Short problem A:
Answer these questions from the Hold Tight reviews, marking each answer with the same numeral:
(i) What is Mike's profession?
(ii) How old is Adam according to the second review?
(iii) Which element of the book does the second review describe as unrealistic and less interesting?
Short problem B: Repeat word for word the passage of the Hold Tight reviews that starts at "Book Review: 3.5" and ends after "of the book.".
Short problem C: Proceed with the Hold Tight reviews, starting after their last sentence.

━━━ Source

Book Review: Terrifyingly Real, Complex Thriller Summary: 4 Stars
Hold Tight:
Mike and Tia Baye agree that placing spyware on their son Adam's computer is the best way to protect him. Adam has been acting strangely since his best friend's suicide and Mike and Tia are worried about missing warning signs. Mike, an oncologist, is distracted by the life-threatening illness of a neighbor's child, while Tia is eager to return to real work in a big law firm. But as they uncover pieces of Adam's life, more questions are revealed than answers.
Harlan Coben writes an eerily-real novel. Thoughtless, minor acts carelessly lead to murder and good intentions quickly turn sour. Relationships and hidden connections are revealed and the reader, along with both main and peripheral characters, come to realize how connected we all are. Slightly gruesome, but fast-paced, readers will enjoy every minute of this thriller.
Book Review: 3.5 Stars. Issues: interesting and fun to read about. Crime element: unrealistic and less interesting Summary: 4 Stars
16 yr old Adam takes off after his friend commits suicide. His parents, worried sick about what's going on in his life, begin to "invade" his privacy. The issue of a child's right to privacy turns out to be a fascinating part of the book.
A good story, realistic, plausible, with interesting characters and great dialogue; full of fascinating tidbits throughout. I was thinking I'd finally found a pretty good mystery novel, but the ending felt contrived, unrealistic, implausible, too much gotta-wrap-up-all-the-pieces-somehow. Turns out the crime isn't nearly as fun or fascinating to read about as the issues in the lives of all the characters.

━━━━━━
━━━ Raw data

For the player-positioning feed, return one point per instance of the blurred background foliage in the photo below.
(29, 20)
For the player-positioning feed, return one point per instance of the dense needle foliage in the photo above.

━━━━━━

Exercise result A:
(i) He is an oncologist.
(ii) He is 16 years old.
(iii) The crime element.

Exercise result B:
Book Review: 3.5 Stars. Issues: interesting and fun to read about. Crime element: unrealistic and less interesting Summary: 4 Stars
16 yr old Adam takes off after his friend commits suicide. His parents, worried sick about what's going on in his life, begin to "invade" his privacy. The issue of a child's right to privacy turns out to be a fascinating part of the book.

Exercise result C:
Particular aspects of the sociopath's personality felt completely implausible and unlikely. Ah well, most of the book was a good read, so I'll stick with 3.5 stars.
Book Review: Zippy tale and a well-spun yarn Summary: 4 Stars
The novel is set in present-day New Jersey. Coben tackles political issues such as evolution, feminism and nature vs nurture. The narrative involves many families and many lives, and the book gets interesting when everyone starts confronting each other. The book has many points of view, and Coben changes the viewpoints skillfully. The book goes into the relationships people have at work, such as ones between Mike Baye and his colleague Ilene Goldfarb, Tia Baye and her boss Hester Crimstein, and Loren Muse and her boss Paul Copeland. From the outside, this may seem as a crime story about a killer taking the lives of innocent persons, but the book is much more than that. It is intriguing to see how the threads of the story join together to show how the plot elements that are related to each other.